* SÉRIE D'EXERCICES
1 – Recopiez toutes les phrases du document ci-dessous qui commencent par le mot « Et ».
2 – Comptez les lignes des entrées plus bas qui contiennent la chaîne « windshield », en respectant les majuscules et les minuscules. Donnez uniquement le nombre.

NAJAT VALLAUD-BELKACEM
Oui, c’est un autre gros sujet, cela étant, ces deux sujets sont liés d’une certaine façon. Parce qu’ils nous permettent à nous, pouvoir public, de nous intéresser à des dimensions qui avaient été souvent occultés. Qui sont en réalité la vraie vie des couples. Et notamment des couples qui sont amenés à se séparer, aujourd’hui, les séparations sont très fréquentes, dans notre société, 40 % de divorce. Jusqu’à présent, les pouvoirs publics s’en étaient, d’une certaine façon désintéressée, chacun se débrouille une fois séparé. Or une fois séparé j’allais dire, c’est au moment de la séparation est le révélateur des inégalités entre les hommes et les femmes. Révélateur à deux égards, pour les femmes, il révèle combien les inégalités économiques se sont creusées pendant leur vie de couple, elle tombe très souvent dans une forme de précarité économique. Et pour les hommes, ce moment de séparation révèle à quel point, le lien père/enfant, est vulnérable. Et très souvent, les hommes finissent après quelques années, de séparation par ne plus voir leur enfant. Et donc moi, j’ai décidé que les pouvoirs publics devaient s’intéresser à ce moment de la séparation et à ses conséquences.
PATRICK COHEN
Oui, mais ce n’est pas l’Etat, c’est les CAF, c’est les Caisses d’Allocations Familiales, qui sont devoir s’occuper de récupérer de l’argent.

* ENTRÉES EXTRAITES

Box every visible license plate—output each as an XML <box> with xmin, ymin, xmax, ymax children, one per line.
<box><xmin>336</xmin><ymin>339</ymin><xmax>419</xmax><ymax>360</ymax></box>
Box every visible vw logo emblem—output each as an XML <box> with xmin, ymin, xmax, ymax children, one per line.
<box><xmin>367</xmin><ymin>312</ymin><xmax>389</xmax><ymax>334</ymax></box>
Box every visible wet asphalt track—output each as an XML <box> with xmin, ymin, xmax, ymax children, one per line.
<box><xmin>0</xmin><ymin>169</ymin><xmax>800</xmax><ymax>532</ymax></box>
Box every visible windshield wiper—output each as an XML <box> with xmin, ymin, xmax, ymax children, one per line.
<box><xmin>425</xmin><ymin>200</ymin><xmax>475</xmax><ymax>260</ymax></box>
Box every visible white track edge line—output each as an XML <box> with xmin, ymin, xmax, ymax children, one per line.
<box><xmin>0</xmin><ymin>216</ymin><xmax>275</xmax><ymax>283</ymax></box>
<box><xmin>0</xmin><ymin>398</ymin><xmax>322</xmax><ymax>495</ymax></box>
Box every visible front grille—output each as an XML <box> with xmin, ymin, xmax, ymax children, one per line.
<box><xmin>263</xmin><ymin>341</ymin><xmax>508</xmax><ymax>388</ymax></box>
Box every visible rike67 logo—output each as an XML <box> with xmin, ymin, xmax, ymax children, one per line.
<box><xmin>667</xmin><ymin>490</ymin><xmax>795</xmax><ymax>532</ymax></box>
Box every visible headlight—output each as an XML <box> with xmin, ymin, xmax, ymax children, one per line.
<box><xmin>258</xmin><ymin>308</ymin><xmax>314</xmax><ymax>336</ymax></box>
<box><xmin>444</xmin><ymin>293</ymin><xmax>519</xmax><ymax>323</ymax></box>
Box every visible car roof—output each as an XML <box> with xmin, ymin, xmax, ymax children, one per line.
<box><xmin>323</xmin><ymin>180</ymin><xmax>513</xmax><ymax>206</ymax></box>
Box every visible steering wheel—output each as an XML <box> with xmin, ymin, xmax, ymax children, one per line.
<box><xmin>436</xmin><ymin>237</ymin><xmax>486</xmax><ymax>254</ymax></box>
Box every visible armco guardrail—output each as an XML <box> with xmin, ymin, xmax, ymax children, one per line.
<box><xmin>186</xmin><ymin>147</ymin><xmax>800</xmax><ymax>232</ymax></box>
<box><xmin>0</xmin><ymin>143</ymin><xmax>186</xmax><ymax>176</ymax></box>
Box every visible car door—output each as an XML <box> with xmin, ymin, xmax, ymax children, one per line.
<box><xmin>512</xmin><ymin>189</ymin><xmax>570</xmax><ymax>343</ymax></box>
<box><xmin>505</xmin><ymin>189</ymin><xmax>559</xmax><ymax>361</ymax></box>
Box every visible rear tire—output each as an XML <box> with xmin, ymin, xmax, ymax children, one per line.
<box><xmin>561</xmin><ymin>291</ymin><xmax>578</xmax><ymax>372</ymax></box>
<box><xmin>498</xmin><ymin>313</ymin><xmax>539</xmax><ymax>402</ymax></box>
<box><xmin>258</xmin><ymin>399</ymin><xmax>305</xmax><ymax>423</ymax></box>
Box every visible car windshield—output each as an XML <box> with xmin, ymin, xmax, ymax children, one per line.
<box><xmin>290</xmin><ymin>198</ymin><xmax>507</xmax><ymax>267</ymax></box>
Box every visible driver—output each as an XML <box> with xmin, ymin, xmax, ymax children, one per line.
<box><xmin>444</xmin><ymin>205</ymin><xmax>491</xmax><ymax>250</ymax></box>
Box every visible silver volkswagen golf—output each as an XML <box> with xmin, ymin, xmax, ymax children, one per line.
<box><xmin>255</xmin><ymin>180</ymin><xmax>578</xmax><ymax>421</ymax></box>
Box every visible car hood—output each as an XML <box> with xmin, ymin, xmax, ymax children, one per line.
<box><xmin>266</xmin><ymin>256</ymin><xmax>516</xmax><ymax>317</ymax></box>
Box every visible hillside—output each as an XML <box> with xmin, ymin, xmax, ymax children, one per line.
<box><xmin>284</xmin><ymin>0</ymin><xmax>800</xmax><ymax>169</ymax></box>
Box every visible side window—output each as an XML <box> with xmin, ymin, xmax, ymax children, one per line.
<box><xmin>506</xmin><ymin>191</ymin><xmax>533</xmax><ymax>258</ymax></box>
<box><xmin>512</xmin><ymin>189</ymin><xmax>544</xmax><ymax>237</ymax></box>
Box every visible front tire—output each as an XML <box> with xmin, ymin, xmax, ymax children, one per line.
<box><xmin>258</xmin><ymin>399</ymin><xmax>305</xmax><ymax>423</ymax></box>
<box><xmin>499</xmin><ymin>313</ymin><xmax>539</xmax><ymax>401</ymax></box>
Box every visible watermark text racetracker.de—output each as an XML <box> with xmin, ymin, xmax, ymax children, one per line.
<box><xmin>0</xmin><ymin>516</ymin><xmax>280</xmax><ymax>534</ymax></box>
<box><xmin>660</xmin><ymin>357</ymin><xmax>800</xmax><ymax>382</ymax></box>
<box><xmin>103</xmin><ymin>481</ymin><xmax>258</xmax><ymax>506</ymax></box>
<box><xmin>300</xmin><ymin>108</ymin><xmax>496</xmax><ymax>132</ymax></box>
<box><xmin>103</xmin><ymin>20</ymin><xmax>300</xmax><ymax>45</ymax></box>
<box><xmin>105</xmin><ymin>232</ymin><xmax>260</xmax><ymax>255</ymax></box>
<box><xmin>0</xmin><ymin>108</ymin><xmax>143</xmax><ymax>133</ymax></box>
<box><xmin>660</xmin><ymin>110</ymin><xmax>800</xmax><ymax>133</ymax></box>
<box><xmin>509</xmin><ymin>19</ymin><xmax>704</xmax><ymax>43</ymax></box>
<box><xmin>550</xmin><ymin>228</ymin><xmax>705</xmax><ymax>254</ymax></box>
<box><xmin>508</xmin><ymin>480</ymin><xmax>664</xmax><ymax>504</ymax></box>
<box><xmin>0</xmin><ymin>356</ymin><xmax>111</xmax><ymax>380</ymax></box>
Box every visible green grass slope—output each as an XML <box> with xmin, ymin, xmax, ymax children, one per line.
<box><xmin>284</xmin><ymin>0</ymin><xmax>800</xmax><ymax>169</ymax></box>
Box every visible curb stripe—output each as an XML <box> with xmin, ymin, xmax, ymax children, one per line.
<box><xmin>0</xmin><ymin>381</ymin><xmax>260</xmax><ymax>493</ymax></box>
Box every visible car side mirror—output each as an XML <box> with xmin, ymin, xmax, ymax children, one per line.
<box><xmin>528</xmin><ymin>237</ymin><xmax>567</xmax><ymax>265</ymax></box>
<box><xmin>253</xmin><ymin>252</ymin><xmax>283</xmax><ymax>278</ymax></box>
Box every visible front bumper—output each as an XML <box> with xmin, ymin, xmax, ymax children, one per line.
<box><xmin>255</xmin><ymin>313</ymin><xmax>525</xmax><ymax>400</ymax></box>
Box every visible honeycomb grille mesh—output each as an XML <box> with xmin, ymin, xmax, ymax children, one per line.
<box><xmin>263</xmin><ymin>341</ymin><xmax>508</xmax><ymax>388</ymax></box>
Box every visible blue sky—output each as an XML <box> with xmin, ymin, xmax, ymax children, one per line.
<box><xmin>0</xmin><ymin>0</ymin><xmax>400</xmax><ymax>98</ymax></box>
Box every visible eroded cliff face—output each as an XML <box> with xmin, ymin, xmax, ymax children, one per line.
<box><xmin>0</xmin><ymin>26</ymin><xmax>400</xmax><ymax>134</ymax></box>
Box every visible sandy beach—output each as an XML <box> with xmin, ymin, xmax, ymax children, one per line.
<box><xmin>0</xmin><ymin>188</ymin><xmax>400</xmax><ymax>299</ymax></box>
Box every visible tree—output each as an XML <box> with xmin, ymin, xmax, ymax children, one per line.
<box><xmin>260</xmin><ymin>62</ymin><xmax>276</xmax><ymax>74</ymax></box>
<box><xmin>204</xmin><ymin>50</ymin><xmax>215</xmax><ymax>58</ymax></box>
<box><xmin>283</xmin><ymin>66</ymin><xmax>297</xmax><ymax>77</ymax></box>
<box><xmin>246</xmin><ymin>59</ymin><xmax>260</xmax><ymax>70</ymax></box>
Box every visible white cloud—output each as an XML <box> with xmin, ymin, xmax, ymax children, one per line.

* CORRIGÉS
1 –
- Et notamment des couples qui sont amenés à se séparer, aujourd’hui, les séparations sont très fréquentes, dans notre société, 40 % de divorce.
- Et pour les hommes, ce moment de séparation révèle à quel point, le lien père/enfant, est vulnérable.
- Et très souvent, les hommes finissent après quelques années, de séparation par ne plus voir leur enfant.
- Et donc moi, j’ai décidé que les pouvoirs publics devaient s’intéresser à ce moment de la séparation et à ses conséquences.

2 – 2